*TO DO*:
[1] List every act by Buyer that the CAMAG terms of sale count as unqualified acceptance of those terms.
[2] Carry on the CAMAG terms of sale after its final sentence, writing the clauses that come next.

*SUPPLIED TEXT*:
★ ★ ★ ★

CAMAG Scientific, Inc. (“CAMAG”) Terms and Conditions of Sale
1. Acceptance. CAMAG’s offer to sell products and/or provide services to Buyer is expressly conditioned upon Buyer's acceptance of these terms and conditions. Any of the following constitutes
Buyer's unqualified acceptance of these terms and conditions: (i) written acknowledgement of these terms and conditions; (ii) issuance or assignment of a purchase order for the products or services,
(iii) acceptance of any shipment or delivery of products or provision of services, (iv) payment for any of the products; or (v) any other act or expression of acceptance by Buyer. THE
TERMS AND CONDITIONS SET FORTH HEREIN SHALL SUPERSEDE ANY CONFLICTING TERMS CONTAINED ON BUYER'S PURCHASE ORDER OR ANY DOCUMENT OR INSTRUMENT SUBMITTED BY BUYER UNLESS EXPRESSLY AGREED TO IN WRITING BY CAMAG.

★ ★ ★ ★

*INFORMATION PROVIDED*:
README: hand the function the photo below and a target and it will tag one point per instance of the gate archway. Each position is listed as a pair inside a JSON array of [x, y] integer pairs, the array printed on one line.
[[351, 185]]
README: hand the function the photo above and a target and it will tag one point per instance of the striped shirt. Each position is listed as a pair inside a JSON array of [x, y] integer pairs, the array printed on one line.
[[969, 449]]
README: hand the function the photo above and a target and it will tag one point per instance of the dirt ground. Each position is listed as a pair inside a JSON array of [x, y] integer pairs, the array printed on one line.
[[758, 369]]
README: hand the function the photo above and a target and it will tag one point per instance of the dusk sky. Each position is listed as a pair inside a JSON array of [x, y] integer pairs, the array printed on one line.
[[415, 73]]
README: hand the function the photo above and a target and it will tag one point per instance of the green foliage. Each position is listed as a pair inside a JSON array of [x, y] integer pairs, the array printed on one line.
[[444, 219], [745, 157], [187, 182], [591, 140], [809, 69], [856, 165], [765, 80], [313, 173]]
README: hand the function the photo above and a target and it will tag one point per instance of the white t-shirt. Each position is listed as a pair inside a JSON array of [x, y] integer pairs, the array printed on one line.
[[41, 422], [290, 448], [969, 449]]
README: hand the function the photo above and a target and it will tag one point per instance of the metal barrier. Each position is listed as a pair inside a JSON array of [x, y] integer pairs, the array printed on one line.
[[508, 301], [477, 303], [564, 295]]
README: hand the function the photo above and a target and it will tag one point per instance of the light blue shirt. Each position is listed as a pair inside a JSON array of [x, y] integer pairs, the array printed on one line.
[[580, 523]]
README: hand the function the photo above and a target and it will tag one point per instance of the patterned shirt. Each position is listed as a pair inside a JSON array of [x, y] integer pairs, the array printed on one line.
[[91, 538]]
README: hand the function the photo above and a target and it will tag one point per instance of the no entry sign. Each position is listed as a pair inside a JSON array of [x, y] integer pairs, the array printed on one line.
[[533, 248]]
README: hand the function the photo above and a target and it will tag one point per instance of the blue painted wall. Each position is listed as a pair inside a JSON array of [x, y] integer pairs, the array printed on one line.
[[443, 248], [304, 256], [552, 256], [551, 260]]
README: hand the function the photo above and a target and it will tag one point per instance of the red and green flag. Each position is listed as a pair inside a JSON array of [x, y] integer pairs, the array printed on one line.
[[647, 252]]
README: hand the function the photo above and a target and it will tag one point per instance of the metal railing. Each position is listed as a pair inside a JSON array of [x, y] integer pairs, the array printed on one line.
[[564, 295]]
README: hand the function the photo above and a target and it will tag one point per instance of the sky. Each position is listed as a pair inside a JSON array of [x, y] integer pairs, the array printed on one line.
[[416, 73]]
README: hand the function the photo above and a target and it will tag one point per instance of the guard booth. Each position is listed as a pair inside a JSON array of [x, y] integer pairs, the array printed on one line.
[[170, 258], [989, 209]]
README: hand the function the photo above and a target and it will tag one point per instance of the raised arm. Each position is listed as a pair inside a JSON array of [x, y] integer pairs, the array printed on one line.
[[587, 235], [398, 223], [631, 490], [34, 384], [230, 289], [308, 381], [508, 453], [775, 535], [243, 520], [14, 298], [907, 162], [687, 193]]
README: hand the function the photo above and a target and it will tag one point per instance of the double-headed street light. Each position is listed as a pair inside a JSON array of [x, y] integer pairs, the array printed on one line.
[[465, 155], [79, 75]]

★ ★ ★ ★

*ANSWERS BY TASK*:
[1]
1. Written acknowledgement of these terms and conditions
2. Issuance or assignment of a purchase order for the products or services
3. Acceptance of any shipment or delivery of products or provision of services
4. Payment for any of the products
5. Any other act or expression of acceptance by Buyer

[2]
2. Prices, Taxes and Payment. All dollar quotes, confirmations, and invoices are in United States Dollars (USD) without exception. CAMAG reserves the right to change the prices and
specifications of its products or services at any time without notice, unless otherwise explicitly specified in a written customer quote. Any tax, duty, custom or other fee of any nature imposed upon
this transaction by any governmental or quasi-governmental authority shall be paid by Buyer in addition to the price quoted or invoiced. In the event CAMAG is required to prepay any such tax,
Buyer will fully reimburse CAMAG for such tax prepayment. Payment terms shall be net 30 days after shipment by CAMAG, except that Payment made by Credit Card must be made at
time of order placement by Buyer and is limited to orders with a total order value equal to or less than five thousand dollars ($5,000 USD). Credit Card payments in excess of $5,000 will incur a 3% additional fee. CAMAG reserves the right to charge a late fee to invoices outstanding beyond 30 days after shipment. Interest on all sums due and unpaid after due date shall run at the
maximum rate permitted by applicable law until payment is received. In addition, CAMAG
reserves the right to require pre-payment terms from any Buyer whose account is overdue for a period of more than 60 days or who has an unsatisfactory credit or payment record, as determined
by CAMAG in its sole discretion. CAMAG may also refuse to sell to Buyer until each overdue account of Buyer and all of its affiliates are paid in full. Buyer is responsible for all of CAMAG’s
collection costs on Buyer’s past due accounts.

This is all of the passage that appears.